Set of tasks
1) What effective date does the opinion excerpt give for the Opinion?
2) From the opinion excerpt, extract the stretch from "In the ordinary" through "in this transaction.".

In the ordinary course of our trading, brokerage and financing activities, we or our affiliates may at any time hold long or short positions, and may trade or otherwise effect transactions, for our own account or the accounts of customers, in debt or equity securities or senior loans of Anglogold, the Company or any other company or any currency or commodity that may be involved in this transaction.
 
Effective Date of Opinion
 
The effective date (“Effective Date”) of this Opinion is January 11, 2008.

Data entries
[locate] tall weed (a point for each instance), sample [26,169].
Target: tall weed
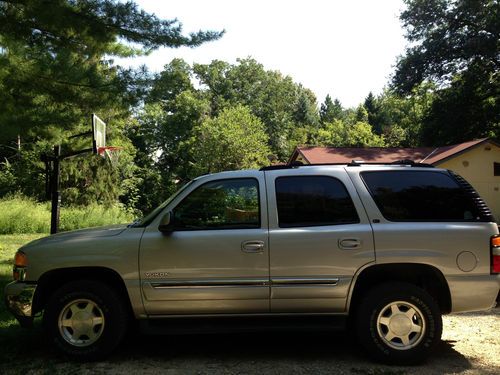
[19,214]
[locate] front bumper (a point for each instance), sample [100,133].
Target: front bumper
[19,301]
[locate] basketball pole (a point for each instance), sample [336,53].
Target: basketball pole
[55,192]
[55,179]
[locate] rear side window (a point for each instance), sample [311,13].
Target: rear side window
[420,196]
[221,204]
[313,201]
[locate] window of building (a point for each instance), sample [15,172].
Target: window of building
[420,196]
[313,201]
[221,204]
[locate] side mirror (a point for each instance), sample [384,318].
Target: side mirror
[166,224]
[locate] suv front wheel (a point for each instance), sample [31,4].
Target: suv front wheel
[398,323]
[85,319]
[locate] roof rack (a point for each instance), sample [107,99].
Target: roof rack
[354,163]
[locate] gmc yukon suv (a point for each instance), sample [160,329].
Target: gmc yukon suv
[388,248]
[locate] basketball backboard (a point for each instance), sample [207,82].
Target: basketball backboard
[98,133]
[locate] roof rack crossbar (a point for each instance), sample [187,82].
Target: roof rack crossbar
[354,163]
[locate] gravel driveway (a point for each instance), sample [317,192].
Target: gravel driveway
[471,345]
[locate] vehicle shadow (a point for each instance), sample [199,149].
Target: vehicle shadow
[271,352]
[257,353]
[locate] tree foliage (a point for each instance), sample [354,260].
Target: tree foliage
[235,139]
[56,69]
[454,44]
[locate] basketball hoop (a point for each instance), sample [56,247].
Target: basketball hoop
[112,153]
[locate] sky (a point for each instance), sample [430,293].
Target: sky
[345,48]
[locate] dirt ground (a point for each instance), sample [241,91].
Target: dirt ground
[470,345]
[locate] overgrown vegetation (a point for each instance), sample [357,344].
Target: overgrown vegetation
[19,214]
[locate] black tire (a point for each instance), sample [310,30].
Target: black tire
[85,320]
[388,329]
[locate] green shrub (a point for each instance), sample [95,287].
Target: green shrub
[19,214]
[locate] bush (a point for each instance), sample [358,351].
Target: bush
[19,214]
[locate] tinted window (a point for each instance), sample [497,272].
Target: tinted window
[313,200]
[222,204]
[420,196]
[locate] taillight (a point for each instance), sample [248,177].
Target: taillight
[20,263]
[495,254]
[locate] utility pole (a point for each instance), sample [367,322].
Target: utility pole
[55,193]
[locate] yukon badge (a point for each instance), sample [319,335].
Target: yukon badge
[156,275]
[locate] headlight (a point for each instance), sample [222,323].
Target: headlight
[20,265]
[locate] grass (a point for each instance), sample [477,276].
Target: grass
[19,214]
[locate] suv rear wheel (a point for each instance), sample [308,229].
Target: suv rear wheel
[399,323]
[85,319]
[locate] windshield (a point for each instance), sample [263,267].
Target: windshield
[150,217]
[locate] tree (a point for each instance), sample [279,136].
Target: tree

---

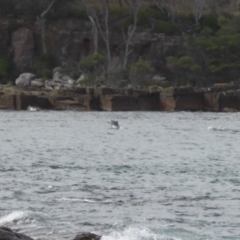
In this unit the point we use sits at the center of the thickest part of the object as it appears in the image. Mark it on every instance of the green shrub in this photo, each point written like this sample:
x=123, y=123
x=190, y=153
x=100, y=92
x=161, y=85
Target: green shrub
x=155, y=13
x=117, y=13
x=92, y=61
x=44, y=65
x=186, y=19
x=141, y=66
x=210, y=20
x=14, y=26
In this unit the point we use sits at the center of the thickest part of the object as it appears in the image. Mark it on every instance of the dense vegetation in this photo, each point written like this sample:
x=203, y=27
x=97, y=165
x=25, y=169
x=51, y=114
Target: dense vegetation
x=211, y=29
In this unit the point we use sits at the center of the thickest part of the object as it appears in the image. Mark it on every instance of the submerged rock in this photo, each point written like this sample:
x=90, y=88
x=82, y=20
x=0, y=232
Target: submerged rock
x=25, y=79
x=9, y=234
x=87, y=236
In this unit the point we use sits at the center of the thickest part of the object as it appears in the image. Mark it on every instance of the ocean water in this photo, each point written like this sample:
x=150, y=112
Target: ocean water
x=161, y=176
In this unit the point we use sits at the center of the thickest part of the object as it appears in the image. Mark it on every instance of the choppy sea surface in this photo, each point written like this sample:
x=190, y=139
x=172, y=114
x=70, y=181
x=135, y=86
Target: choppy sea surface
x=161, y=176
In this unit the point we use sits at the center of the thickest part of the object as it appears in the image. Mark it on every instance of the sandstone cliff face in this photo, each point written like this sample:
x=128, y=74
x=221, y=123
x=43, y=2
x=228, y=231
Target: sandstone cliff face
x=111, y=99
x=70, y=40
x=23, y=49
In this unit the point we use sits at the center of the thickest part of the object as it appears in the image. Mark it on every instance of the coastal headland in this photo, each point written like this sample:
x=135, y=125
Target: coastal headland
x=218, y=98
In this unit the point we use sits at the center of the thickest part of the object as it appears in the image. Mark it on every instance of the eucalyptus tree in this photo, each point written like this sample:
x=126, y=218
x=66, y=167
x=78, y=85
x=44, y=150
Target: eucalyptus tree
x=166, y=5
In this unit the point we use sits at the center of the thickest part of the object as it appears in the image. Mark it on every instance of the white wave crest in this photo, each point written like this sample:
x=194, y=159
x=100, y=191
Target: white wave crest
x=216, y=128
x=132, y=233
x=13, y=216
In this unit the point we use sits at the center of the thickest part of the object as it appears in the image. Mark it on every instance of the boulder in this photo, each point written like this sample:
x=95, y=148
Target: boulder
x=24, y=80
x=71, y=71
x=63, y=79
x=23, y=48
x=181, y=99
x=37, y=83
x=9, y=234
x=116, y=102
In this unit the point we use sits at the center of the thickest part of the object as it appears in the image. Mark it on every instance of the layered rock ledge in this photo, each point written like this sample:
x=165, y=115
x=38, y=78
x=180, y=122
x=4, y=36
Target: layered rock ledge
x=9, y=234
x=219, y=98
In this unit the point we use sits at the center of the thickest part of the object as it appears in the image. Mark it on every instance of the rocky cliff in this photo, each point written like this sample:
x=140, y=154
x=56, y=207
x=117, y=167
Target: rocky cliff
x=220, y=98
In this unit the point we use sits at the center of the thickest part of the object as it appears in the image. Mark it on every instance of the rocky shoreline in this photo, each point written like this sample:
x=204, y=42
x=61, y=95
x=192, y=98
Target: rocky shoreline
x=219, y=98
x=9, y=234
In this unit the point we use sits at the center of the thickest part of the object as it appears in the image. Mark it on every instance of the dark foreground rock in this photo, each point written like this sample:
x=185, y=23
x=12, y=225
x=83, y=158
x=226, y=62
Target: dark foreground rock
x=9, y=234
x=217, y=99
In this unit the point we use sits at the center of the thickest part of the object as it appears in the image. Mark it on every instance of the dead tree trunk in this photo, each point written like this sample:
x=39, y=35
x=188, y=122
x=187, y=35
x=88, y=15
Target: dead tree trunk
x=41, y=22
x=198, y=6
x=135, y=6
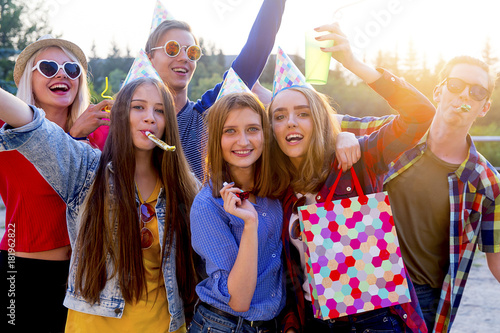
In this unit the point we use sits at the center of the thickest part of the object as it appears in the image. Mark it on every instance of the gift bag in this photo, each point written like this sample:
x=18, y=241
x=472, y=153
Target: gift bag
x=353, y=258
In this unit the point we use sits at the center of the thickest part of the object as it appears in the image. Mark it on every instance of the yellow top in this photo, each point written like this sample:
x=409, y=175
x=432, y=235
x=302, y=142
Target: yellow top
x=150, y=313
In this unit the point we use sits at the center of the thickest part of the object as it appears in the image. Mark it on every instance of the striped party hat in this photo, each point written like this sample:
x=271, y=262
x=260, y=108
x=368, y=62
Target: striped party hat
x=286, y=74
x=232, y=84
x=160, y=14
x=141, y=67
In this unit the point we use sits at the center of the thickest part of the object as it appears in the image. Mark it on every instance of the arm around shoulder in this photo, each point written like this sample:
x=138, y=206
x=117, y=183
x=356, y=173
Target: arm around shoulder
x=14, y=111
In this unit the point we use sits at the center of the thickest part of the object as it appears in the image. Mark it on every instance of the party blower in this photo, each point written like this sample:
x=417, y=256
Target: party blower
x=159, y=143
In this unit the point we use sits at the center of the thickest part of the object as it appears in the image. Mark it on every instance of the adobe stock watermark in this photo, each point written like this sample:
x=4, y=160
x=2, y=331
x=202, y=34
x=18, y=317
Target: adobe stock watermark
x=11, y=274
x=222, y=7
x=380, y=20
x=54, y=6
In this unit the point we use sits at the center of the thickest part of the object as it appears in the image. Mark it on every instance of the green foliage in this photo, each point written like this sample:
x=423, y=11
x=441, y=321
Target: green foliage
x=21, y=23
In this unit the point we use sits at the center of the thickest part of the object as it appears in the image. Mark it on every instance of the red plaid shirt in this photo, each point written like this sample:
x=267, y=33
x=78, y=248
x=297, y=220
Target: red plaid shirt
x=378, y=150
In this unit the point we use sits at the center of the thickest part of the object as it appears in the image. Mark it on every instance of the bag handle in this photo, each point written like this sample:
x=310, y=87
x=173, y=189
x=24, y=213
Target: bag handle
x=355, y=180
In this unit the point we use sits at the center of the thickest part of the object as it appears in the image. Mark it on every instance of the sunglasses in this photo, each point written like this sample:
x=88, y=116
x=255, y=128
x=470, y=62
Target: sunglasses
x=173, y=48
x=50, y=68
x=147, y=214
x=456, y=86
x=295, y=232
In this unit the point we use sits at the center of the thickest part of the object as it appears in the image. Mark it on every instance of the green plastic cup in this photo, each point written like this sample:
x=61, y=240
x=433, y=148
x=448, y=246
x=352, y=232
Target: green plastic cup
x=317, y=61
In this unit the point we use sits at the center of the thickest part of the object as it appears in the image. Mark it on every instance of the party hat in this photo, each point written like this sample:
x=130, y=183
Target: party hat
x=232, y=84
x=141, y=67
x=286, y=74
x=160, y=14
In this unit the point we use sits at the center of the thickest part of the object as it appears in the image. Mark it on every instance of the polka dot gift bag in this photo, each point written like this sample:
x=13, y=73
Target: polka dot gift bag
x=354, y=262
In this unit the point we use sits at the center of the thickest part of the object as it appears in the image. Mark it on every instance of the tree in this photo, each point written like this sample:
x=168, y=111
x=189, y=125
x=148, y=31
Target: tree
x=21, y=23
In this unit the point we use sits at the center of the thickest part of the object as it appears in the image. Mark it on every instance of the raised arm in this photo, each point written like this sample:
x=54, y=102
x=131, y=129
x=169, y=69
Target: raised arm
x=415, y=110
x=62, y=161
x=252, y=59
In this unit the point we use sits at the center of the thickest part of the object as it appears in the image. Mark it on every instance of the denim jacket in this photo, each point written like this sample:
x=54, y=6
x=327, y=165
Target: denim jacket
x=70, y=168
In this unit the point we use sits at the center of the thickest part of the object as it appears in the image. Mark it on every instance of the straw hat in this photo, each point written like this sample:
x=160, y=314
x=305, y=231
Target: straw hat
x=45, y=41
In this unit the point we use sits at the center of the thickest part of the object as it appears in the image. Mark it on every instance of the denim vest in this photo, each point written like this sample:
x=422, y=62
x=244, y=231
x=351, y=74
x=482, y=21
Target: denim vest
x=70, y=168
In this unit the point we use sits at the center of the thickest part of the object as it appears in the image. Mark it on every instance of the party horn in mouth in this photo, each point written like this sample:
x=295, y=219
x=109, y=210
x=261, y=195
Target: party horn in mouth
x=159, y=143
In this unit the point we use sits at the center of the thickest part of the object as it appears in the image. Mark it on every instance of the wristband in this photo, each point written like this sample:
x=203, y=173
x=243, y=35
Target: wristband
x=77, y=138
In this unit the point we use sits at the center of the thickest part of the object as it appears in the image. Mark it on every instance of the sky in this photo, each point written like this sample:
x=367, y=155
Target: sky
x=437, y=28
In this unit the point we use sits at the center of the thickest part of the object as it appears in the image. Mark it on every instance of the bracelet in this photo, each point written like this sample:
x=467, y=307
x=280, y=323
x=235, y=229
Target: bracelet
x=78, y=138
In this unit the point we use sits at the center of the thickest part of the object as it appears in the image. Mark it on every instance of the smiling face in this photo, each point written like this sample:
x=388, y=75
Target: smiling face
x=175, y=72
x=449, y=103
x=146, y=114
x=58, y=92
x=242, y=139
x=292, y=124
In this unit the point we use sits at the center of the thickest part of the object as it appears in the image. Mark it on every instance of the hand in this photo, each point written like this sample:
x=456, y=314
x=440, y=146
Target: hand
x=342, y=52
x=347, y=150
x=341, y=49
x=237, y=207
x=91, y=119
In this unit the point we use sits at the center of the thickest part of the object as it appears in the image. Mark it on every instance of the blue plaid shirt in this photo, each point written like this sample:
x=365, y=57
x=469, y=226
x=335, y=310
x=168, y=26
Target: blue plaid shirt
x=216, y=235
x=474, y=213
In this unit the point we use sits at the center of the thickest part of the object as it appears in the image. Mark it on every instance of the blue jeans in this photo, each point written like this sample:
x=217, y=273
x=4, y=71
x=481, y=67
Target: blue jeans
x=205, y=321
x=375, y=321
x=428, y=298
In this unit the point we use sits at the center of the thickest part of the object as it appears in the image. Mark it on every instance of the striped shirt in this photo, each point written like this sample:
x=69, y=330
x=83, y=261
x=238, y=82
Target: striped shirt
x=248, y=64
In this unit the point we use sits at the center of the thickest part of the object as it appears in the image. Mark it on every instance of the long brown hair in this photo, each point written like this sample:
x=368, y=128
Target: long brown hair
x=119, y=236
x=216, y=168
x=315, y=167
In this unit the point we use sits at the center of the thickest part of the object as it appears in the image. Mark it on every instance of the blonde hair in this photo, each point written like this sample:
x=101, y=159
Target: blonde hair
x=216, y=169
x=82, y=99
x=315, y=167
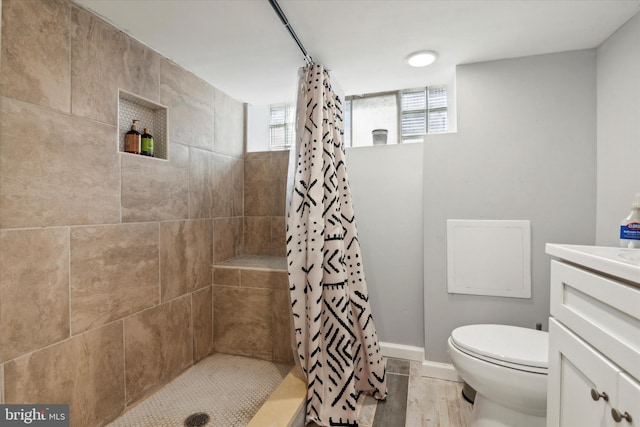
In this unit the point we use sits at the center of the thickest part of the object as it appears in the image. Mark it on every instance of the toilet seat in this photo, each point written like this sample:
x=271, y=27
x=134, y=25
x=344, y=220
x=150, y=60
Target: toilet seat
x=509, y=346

Outputs in order
1) January 11, 2008.

2)
In the ordinary course of our trading, brokerage and financing activities, we or our affiliates may at any time hold long or short positions, and may trade or otherwise effect transactions, for our own account or the accounts of customers, in debt or equity securities or senior loans of Anglogold, the Company or any other company or any currency or commodity that may be involved in this transaction.